Private McDonald was on a routine night patrol providing security to the local people when an IED detonated, killing him and his commander.
He leaves behind his wife Jennifer, his mother Jacqueline and his brother, Darryle McDonald, and his sister, Ceilidh Spratt.
PteMcDonald's mother, Jacqueline McDonald, made the following statement on behalf of his family: 
"My son was so proud to be a Soldier. He will be desperately missed by all family and friends. This tragedy has left a hole in our lives and a hole in our heart. Sleep well Baby Boy."

Lieutenant Colonel Nick Kitson, Commanding Officer 3 RIFLES Battle Group, said: 
"Private Sean McDonald was a true individual whose talents and outlook brought huge strength to the team. In our hierarchical and career focused organisation a ten-year private soldier can be a rarity these days, especially one found on the very front line, at the tip of the spear as he was.
"Yet such exceptions to the rule are just what bring us true strength and Private McDonald was certainly no exception in this regard. Loved and respected in equal measure, he clearly inspired and emboldened the younger members of his section, his platoon and his company.
"Fearlessly and without hesitation Private McDonald threw himself at the most dangerous and daunting of tasks that the treacherous alleyways and towering compound walls of eastern Sangin could offer.
□ □ □ □
• **Set exercise 1**
In the tribute to Private Sean McDonald, what was he doing when the IED detonated?
• **Set exercise 2**
Extend the tribute to Private Sean McDonald, picking up right after its final sentence.
The entries that follow were taken from a separate source and have no connection to the tribute to Private Sean McDonald.

• **Given information**
□ □ □ □
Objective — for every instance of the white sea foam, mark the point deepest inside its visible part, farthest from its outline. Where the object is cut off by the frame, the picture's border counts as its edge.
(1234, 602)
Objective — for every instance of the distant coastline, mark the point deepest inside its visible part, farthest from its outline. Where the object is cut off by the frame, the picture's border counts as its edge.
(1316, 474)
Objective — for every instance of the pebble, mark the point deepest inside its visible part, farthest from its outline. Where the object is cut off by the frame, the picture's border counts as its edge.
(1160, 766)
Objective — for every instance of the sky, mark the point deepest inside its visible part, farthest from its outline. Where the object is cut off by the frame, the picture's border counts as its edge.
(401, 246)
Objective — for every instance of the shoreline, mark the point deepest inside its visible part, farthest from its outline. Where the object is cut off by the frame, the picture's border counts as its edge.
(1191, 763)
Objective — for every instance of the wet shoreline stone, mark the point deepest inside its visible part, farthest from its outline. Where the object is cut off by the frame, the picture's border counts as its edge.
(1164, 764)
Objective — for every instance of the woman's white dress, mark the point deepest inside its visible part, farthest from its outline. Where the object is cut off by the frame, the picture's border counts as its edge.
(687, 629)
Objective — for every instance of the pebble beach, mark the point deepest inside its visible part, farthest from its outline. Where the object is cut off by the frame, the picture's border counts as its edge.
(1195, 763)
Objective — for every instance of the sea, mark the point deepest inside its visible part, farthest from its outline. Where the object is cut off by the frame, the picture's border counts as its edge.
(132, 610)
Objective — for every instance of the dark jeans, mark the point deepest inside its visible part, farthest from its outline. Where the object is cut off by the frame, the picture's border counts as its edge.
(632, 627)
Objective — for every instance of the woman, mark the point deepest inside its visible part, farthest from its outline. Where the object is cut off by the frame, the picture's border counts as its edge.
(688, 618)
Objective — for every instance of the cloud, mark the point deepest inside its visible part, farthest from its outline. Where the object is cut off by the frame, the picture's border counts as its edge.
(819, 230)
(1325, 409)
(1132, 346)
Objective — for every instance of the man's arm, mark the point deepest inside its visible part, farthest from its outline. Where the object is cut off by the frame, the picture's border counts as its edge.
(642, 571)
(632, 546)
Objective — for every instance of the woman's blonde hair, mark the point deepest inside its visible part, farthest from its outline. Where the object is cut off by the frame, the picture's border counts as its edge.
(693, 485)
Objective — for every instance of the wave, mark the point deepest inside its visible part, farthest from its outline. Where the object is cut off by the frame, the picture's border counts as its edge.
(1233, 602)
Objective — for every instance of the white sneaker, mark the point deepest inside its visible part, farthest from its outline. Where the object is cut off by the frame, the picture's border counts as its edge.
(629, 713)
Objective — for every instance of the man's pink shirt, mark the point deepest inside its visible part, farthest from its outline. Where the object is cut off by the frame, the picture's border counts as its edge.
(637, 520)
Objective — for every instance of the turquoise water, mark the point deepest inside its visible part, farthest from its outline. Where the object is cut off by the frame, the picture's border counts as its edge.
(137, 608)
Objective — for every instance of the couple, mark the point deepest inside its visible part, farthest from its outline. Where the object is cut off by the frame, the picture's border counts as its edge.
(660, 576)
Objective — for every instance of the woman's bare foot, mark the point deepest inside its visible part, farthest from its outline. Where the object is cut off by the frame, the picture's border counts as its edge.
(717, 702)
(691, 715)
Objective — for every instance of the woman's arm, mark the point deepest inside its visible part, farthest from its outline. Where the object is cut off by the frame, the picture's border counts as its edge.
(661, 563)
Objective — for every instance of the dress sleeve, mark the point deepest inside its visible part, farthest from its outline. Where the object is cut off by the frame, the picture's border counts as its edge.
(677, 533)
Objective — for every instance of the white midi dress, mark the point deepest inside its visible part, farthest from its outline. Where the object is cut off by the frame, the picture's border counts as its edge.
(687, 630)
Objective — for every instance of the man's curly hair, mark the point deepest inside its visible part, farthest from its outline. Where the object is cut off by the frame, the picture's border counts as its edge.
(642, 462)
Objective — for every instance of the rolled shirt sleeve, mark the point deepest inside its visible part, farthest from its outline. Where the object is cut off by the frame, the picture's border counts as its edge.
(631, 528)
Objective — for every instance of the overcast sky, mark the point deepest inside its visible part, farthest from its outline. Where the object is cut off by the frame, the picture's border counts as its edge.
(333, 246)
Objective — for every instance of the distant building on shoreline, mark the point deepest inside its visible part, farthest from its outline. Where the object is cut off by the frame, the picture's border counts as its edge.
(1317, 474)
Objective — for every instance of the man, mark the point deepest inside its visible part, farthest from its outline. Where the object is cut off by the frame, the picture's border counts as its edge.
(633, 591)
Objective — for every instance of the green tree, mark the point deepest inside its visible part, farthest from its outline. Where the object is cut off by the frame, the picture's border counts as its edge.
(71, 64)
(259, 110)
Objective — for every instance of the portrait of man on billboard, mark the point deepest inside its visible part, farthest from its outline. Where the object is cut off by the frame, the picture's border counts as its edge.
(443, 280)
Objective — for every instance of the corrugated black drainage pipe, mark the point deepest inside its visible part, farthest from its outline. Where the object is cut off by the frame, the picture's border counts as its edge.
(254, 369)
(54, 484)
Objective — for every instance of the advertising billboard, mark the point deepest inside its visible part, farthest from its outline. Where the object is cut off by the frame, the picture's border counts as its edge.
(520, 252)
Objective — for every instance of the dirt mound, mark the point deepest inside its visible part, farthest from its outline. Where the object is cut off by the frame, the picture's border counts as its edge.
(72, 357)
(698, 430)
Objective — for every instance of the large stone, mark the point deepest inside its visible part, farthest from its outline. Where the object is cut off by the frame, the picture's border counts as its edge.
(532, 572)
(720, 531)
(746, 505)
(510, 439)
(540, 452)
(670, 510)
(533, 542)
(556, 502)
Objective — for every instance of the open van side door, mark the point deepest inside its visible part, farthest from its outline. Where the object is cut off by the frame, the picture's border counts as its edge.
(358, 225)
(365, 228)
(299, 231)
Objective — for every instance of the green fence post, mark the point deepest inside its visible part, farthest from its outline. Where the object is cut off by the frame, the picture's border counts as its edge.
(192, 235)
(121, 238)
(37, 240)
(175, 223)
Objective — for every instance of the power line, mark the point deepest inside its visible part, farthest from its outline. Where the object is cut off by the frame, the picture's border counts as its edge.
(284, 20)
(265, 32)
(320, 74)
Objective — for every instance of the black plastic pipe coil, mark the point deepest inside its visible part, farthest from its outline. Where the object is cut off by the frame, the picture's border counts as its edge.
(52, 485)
□ □ □ □
• **Exercise result 1**
He was on a routine night patrol providing security to the local people.

• **Exercise result 2**
"Time and time again, day in, day out, he risked his life for his mates, the mission and better prospects for an oppressed local population. Far from being futile, the risks he and his comrades have taken have brought clear signs of progress towards a better future, none more apparent than in the area in which his company is based. Whether doggedly taking the fight to any enemy brave enough to show himself or compassionately addressing the needs of the local Afghans, Private McDonald was a true warrior and a consummate professional.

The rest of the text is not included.